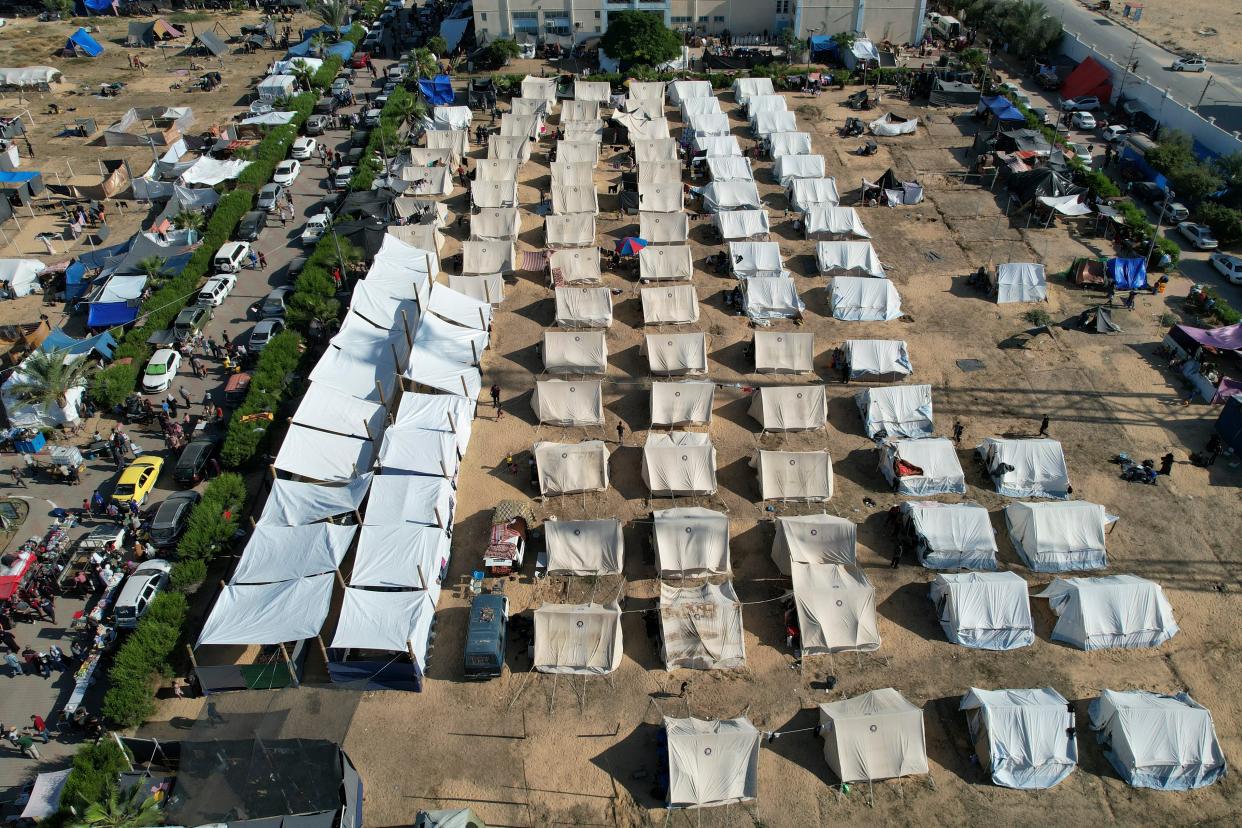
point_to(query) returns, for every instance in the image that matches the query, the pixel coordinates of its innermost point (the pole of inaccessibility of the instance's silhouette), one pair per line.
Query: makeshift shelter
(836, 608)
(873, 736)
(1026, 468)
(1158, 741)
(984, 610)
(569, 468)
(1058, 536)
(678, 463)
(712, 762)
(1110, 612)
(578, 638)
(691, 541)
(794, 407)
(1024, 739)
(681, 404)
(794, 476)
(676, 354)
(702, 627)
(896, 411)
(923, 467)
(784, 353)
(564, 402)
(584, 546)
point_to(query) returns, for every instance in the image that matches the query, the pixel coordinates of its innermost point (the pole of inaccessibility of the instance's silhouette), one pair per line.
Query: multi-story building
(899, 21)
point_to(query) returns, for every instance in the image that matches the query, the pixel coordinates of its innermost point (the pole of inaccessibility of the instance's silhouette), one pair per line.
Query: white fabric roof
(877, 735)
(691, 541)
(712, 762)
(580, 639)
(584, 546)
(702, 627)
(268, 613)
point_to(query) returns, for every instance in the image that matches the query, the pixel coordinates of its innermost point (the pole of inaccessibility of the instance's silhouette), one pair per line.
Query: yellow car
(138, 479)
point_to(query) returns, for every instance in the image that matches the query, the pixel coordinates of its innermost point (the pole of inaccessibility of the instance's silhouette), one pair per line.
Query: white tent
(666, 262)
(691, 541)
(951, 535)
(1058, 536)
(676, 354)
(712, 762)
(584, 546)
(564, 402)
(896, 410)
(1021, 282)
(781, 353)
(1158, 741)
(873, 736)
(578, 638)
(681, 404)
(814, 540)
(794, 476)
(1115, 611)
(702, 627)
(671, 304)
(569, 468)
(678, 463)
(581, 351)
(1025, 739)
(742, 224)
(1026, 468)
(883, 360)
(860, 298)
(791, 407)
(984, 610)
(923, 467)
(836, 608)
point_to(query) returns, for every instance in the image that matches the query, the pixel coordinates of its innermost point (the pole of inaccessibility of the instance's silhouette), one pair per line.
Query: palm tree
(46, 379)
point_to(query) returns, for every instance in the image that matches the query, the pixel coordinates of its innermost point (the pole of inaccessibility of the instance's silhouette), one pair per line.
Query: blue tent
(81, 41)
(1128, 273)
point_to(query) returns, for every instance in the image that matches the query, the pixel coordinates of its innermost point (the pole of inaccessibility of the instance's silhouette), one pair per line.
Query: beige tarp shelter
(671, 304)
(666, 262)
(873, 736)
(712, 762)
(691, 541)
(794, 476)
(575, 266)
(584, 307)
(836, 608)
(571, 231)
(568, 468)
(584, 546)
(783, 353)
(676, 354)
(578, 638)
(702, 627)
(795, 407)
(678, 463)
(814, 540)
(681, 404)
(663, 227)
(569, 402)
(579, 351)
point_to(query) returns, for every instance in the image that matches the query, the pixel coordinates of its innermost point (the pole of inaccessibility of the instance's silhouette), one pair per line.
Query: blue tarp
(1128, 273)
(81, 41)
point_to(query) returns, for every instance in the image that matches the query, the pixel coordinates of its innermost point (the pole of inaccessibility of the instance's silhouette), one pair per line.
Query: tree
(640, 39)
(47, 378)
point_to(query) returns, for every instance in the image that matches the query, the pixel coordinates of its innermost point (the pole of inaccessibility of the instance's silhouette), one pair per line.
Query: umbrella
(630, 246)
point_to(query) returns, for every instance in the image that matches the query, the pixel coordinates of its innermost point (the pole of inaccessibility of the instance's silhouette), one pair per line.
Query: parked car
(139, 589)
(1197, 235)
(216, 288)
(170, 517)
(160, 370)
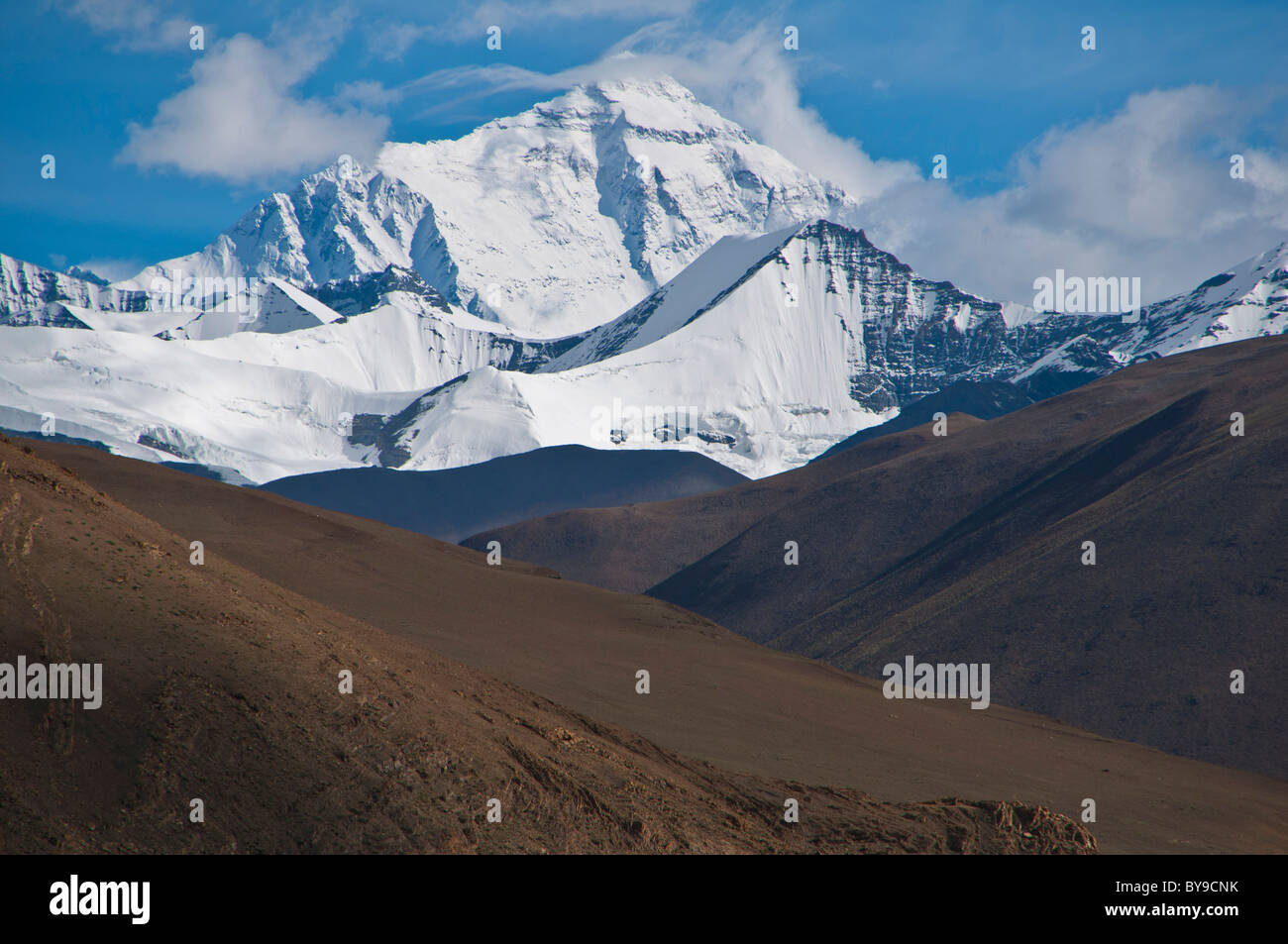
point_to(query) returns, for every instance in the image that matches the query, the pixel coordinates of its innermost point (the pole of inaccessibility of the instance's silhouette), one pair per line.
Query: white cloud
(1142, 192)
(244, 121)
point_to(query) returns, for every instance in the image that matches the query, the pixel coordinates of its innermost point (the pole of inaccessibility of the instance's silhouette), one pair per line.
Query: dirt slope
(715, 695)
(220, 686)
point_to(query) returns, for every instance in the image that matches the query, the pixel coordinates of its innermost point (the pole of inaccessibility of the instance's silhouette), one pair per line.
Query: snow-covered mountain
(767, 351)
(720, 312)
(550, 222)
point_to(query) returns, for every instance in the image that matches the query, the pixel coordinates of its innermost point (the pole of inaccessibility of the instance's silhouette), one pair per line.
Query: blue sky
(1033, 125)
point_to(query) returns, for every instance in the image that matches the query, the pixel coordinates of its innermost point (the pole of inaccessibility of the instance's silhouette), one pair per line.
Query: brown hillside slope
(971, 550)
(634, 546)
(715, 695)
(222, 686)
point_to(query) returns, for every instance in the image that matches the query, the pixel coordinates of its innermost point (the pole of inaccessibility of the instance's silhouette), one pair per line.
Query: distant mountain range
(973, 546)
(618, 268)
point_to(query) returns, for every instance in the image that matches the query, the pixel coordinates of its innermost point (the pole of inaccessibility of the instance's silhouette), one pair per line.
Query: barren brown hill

# [WORK TO COMPLETE]
Strip the images and reproduce the remaining records precisely.

# [SOLUTION FOR THIS TASK]
point_to(query) returns, for every instance in the image that matches the query, the pixel coordinates of its innermost point (the pole of inaccessibility of the instance's silhouette), one pair per line.
Query: makeshift shelter
(836, 608)
(873, 736)
(1026, 468)
(1158, 741)
(984, 610)
(569, 468)
(1058, 536)
(678, 463)
(712, 762)
(1110, 612)
(578, 638)
(691, 541)
(794, 407)
(1024, 739)
(681, 404)
(794, 476)
(676, 354)
(702, 627)
(896, 411)
(923, 467)
(784, 353)
(564, 402)
(584, 546)
point_to(query) returns, for every instance in the image that matches the query, the pixel coordinates of its innermost point (the pole of inaccessibility of the instance's silhouette), one pair per line.
Query: multi-story building
(899, 21)
point_to(query) returns, for every instance in the image that matches the query, the pixel coordinates of its innermost point (the pole of inaccessibility of the instance's silhouette), one pair per line.
Query: white fabric roof
(877, 735)
(691, 541)
(712, 762)
(580, 639)
(584, 546)
(702, 627)
(268, 613)
point_to(query) returns, for every instance in the image that matches the query, the pixel coordinates of its innermost point (the pole of inaccessibility of the instance's silhouette), one pair per line.
Query: yellow car
(138, 479)
point_to(query) returns, for every instance in the image that matches the query, the pixel coordinates of its innermost point (the pole of inaccessibility of the instance's silhouette), one pair per line.
Query: white tent
(666, 262)
(691, 541)
(951, 535)
(1058, 536)
(676, 354)
(712, 762)
(584, 546)
(564, 402)
(896, 410)
(1021, 282)
(781, 353)
(1158, 741)
(873, 736)
(578, 638)
(681, 404)
(814, 540)
(794, 476)
(1115, 611)
(702, 627)
(671, 304)
(569, 468)
(678, 463)
(581, 351)
(1025, 739)
(742, 224)
(1026, 468)
(883, 360)
(860, 298)
(791, 407)
(984, 610)
(923, 467)
(836, 608)
point_to(query) returns, for every instance in the image that matches the query, the pixel coordinates of its innermost point (the pole of inaccessibility of the instance's silhouette), one pair per line.
Query: palm tree
(46, 379)
point_to(query) returns, for every instance in the image that matches the query, the pixel coordinates of its innermost point (the pole of inaccessibility of the instance's silhouette), one pair per line.
Query: blue tent
(81, 41)
(1128, 273)
point_to(query) returns, for every instance in the image that matches the query, the pixel coordinates of its innermost point (the pole of inaccessibility of the instance's silhouette), one pair per line.
Query: beige tarp shelter
(671, 304)
(666, 262)
(873, 736)
(712, 762)
(691, 541)
(794, 476)
(575, 266)
(584, 307)
(836, 608)
(571, 231)
(568, 468)
(584, 546)
(783, 353)
(676, 354)
(578, 638)
(702, 627)
(795, 407)
(678, 463)
(814, 540)
(681, 404)
(663, 227)
(569, 402)
(579, 351)
point_to(query) returns, for every instance in the image that matches the query, the pixel coordinates of its innermost point (the pole of inaccessibility of the instance's silhouette), one pair per line.
Query: blue tarp
(1128, 273)
(81, 41)
point_to(query) returns, for every instance in the image that matches the query, the pixel coordinates of its innermost point (the pole of inaccessibility of the instance's silhouette), one pair per line.
Query: tree
(640, 39)
(47, 378)
point_to(query) returns, for every instance in the image that matches the query, the pixel coordinates of its innermost point (the pole of inaccessibility of the instance's silhouette), one pair per line.
Query: umbrella
(630, 246)
point_to(query) returns, for every instance in the image that matches the query, the pixel coordinates of its innermost point (the pole of inaccessibility of the instance's silhouette), one pair per line.
Query: parked car
(139, 589)
(1197, 235)
(216, 288)
(170, 517)
(160, 370)
point_to(query) returns, for every instance in the image that matches the query, the pixel coordinates of its innermost point (the pole of inaccessibility of the instance's silhouette), one pair per line.
Query: white cloud
(1142, 192)
(244, 121)
point_to(query) returns, for every instance in the image that matches the query, the pixel coordinates of its innermost point (the pole of inaccessibility of the instance's silhouette), one pair per line.
Query: dirt slope
(715, 695)
(220, 686)
point_to(query) returns, for every instance in the image that matches the query, the pixel coordinates of its innermost point (the pole of inaccessibility of the instance's silhouette), one pair per line.
Query: snow-covered mountain
(767, 351)
(720, 312)
(550, 222)
point_to(query) returns, for every instance in the image that matches the query, the pixel coordinates of its innermost point (the pole of inaccessibility of the instance's silhouette), one pair per line.
Query: blue sky
(1033, 125)
point_to(query) returns, for every instance in the image that matches the query, the pixel coordinates of its innermost point (the pole of inaccessibility of the instance's silhouette), one pair per line.
Query: brown hillside slope
(971, 550)
(634, 546)
(715, 695)
(222, 686)
point_to(query) returns, for every instance in the image that matches the query, the pixel coordinates of its innermost point (the pole of inaccessibility of the instance's silhouette), one pair per line.
Query: distant mountain range
(973, 546)
(618, 268)
point_to(query) returns, for every instance in the image that matches the query, the pixel coordinates of its innermost point (the pole of inaccessibility of the instance's silhouette), one pair per line.
Query: barren brown hill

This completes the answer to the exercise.